___ TESTO PROPOSTO

Ma il nostro governo ha ben pensato di rivedere i piani stabiliti rinunciando persino a parte degli stanziamenti, al solo scopo di continuare ad andare verso un sistema fondato sulla sanità privata. Per fare ciò è bastato prosciugare le risorse disponibili, non garantire il turn over del personale e far crescere a dismisura le liste d’attesa sia per i ricoveri ospedalieri che per le singole prestazioni. Così la transizione verso il privato è subdolamente fatta.
Già oggi per avere una TAC si può tranquillamente aspettare oltre sei mesi o, invece, si può avere in pochi giorni rivolgendosi a pagamento ad un centro privato. Centri spesso gestiti dagli stessi operatori che lavorano anche nel pubblico. Siamo di fronte a un evidente imbarbarimento dell’etica dell’assistenza ed a un’inaccettabile regressione delle conquiste sociali del secolo scorso. Processi questi favoriti dall’indifferenza dei media e dalla disaffezione degli operatori e persino quelli più giovani nei confronti del lavoro nel servizio pubblico.
Ma qualcuno può veramente ancora pensare che in sanità ci siano margini di risparmio? Soprattutto dopo i tagli perpetrati negli ultimi vent’anni, dopo le devastanti azioni di penalizzazione finanziaria fatte nei confronti delle regioni che non erano in condizione di garantire le prestazioni LEA, dovute per legge. Una politica ottusa ha infatti “punito” con tagli di risorse, anziché stanziare fondi aggiuntivi, per consentire un recupero del gap organizzativo. Naturalmente esercitando un rigoroso controllo centrale, magari non affidato alle stesse regioni che avevano mal operato. E se penalizzazioni dovevano essere comminate, queste potevano e dovevano essere di tipo politico, fino a commissariamenti ad hoc. Sottraendo allettanti ambiti clientelari a quei decisori che non erano stati, e probabilmente non lo sono ancora oggi, in grado di garantire una corretta gestione delle risorse.

______
___ DATI DA ESAMINARE

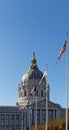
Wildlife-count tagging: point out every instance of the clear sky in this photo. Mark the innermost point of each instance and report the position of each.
(27, 26)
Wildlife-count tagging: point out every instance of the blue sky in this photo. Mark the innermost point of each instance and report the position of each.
(27, 26)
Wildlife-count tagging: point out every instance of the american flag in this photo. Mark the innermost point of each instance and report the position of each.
(44, 75)
(62, 50)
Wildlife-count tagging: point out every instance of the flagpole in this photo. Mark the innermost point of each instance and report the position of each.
(36, 112)
(67, 82)
(46, 102)
(22, 119)
(29, 117)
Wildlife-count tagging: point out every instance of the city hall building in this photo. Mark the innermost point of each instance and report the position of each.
(30, 109)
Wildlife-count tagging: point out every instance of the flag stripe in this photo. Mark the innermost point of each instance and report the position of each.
(44, 75)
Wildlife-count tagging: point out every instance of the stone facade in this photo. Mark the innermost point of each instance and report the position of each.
(30, 109)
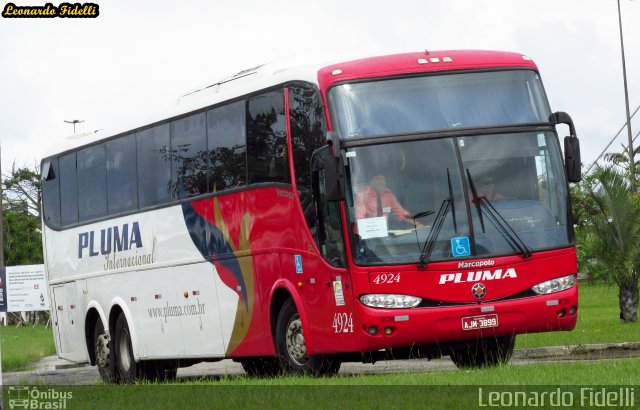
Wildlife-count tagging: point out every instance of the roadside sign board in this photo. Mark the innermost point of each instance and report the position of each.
(26, 288)
(3, 289)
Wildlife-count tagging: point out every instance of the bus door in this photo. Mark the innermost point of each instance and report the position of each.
(333, 308)
(66, 320)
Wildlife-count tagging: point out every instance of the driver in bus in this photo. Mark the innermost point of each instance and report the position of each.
(377, 200)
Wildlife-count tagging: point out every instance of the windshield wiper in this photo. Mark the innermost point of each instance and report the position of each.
(503, 227)
(447, 203)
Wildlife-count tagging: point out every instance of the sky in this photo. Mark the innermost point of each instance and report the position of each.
(137, 57)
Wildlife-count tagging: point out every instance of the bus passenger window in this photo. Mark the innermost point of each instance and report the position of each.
(92, 181)
(267, 158)
(68, 190)
(122, 189)
(188, 146)
(51, 192)
(227, 149)
(154, 166)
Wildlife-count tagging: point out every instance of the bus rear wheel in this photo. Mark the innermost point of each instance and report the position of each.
(485, 352)
(292, 349)
(128, 370)
(103, 350)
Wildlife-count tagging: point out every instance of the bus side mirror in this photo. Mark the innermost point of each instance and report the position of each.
(334, 179)
(572, 161)
(327, 175)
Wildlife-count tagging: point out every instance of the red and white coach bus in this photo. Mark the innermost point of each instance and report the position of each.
(304, 215)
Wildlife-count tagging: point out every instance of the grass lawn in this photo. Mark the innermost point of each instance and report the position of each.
(578, 382)
(24, 345)
(598, 322)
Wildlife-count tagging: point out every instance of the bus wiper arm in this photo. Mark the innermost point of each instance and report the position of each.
(482, 203)
(503, 226)
(435, 231)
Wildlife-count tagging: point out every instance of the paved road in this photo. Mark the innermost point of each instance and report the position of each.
(54, 371)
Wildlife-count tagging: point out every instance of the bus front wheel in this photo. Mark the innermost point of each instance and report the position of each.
(292, 349)
(485, 352)
(103, 349)
(128, 369)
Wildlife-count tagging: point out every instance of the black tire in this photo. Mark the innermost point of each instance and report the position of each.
(484, 352)
(128, 369)
(160, 370)
(292, 350)
(261, 366)
(103, 350)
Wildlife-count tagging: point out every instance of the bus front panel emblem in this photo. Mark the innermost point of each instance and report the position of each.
(478, 291)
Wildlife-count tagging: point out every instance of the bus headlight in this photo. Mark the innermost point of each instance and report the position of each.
(390, 301)
(555, 285)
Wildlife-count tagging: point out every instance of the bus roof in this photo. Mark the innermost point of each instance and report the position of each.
(321, 70)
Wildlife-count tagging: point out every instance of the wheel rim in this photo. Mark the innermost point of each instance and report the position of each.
(296, 347)
(102, 351)
(124, 350)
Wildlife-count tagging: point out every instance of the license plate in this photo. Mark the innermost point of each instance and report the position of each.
(479, 322)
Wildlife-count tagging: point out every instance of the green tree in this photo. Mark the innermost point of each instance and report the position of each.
(21, 194)
(612, 236)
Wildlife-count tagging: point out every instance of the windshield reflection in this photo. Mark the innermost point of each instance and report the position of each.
(409, 203)
(428, 103)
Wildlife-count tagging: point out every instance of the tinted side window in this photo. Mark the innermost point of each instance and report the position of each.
(189, 156)
(92, 180)
(154, 166)
(122, 184)
(308, 133)
(227, 146)
(68, 189)
(51, 192)
(267, 158)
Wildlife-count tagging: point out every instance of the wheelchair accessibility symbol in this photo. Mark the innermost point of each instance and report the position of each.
(460, 246)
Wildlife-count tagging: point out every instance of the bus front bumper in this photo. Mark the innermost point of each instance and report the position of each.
(394, 328)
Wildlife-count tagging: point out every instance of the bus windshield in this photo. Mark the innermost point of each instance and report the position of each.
(438, 102)
(473, 196)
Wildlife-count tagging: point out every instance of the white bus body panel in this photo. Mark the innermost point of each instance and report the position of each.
(171, 295)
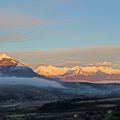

______

▸ ESERCIZI
**A.** Puoi ricopiare fedelmente il testo sulla sanità pubblica, cominciando da "Ma qualcuno può" e terminando con "gestione delle risorse."?
**B.** Quali sono, secondo il testo sulla sanità pubblica, le azioni che sono bastate per spingere il sistema verso la sanità privata?
**C.** Come proseguiresti il testo sulla sanità pubblica dopo la sua ultima frase?

▸ LE TUE RISPOSTE
**A.**
Ma qualcuno può veramente ancora pensare che in sanità ci siano margini di risparmio? Soprattutto dopo i tagli perpetrati negli ultimi vent’anni, dopo le devastanti azioni di penalizzazione finanziaria fatte nei confronti delle regioni che non erano in condizione di garantire le prestazioni LEA, dovute per legge. Una politica ottusa ha infatti “punito” con tagli di risorse, anziché stanziare fondi aggiuntivi, per consentire un recupero del gap organizzativo. Naturalmente esercitando un rigoroso controllo centrale, magari non affidato alle stesse regioni che avevano mal operato. E se penalizzazioni dovevano essere comminate, queste potevano e dovevano essere di tipo politico, fino a commissariamenti ad hoc. Sottraendo allettanti ambiti clientelari a quei decisori che non erano stati, e probabilmente non lo sono ancora oggi, in grado di garantire una corretta gestione delle risorse.

**B.**
- Prosciugare le risorse disponibili
- Non garantire il turn over del personale
- Far crescere a dismisura le liste d'attesa, sia per i ricoveri ospedalieri sia per le singole prestazioni

**C.**
I professionisti ci sono, anche in periferia. Abbiamo anche nel meridione le capacità necessarie per fare i necessari salti organizzativi. Lo dice l’OCSE, lo dicono tutte le agenzie di valutazione e di analisi di dati sanitari e ciò anche di fronte alle criticità esposte nel report.
Ma alcuni dati sono ancora molto positivi. Come il dato sull’aspettativa di vita alla nascita e quello sul tasso di mortalità, entrambi risultano migliori in Italia rispetto alla media europea. E soprattutto rispetto a Francia e Germania, i due paesi europei economicamente comparabili al nostro. Ma comunque la spesa sanitaria che il nostro Paese sostiene in termini di Pil è largamente inferiore a quella media europea. La forbice si allarga ancor più se si guarda però al dato di Francia e Germania, che ci superano ampiamente nella percentuale di risorse investite rispetto al loro PIL nazionale. Il quadro non cambia se si valuta la spesa sanitaria pro capite. L’Italia spende in media 2609 euro (e questa non è una media nazionale, ricordate che pesa anche il differenziale nord/sud) a fronte di una media europea di 3159 euro. Anche in questo caso il gap diventa impietoso se si considera il dato di Francia e Germania, che spendono per ogni abitante molto di più fino a 4831 euro.
Cresce anche la spesa definita “out of pocket”, ossia quella spesa che gli italiani sostengono di tasca propria per ottenere servizi che non riescono ad avere dal SSN. È questo un ulteriore segnale di quella difficoltà di accesso ai servizi che produce la necessità di ricorrere a prestazioni a pagamento erogate da privati.
Qualcuno può veramente credere che tutto ciò accada per puro caso?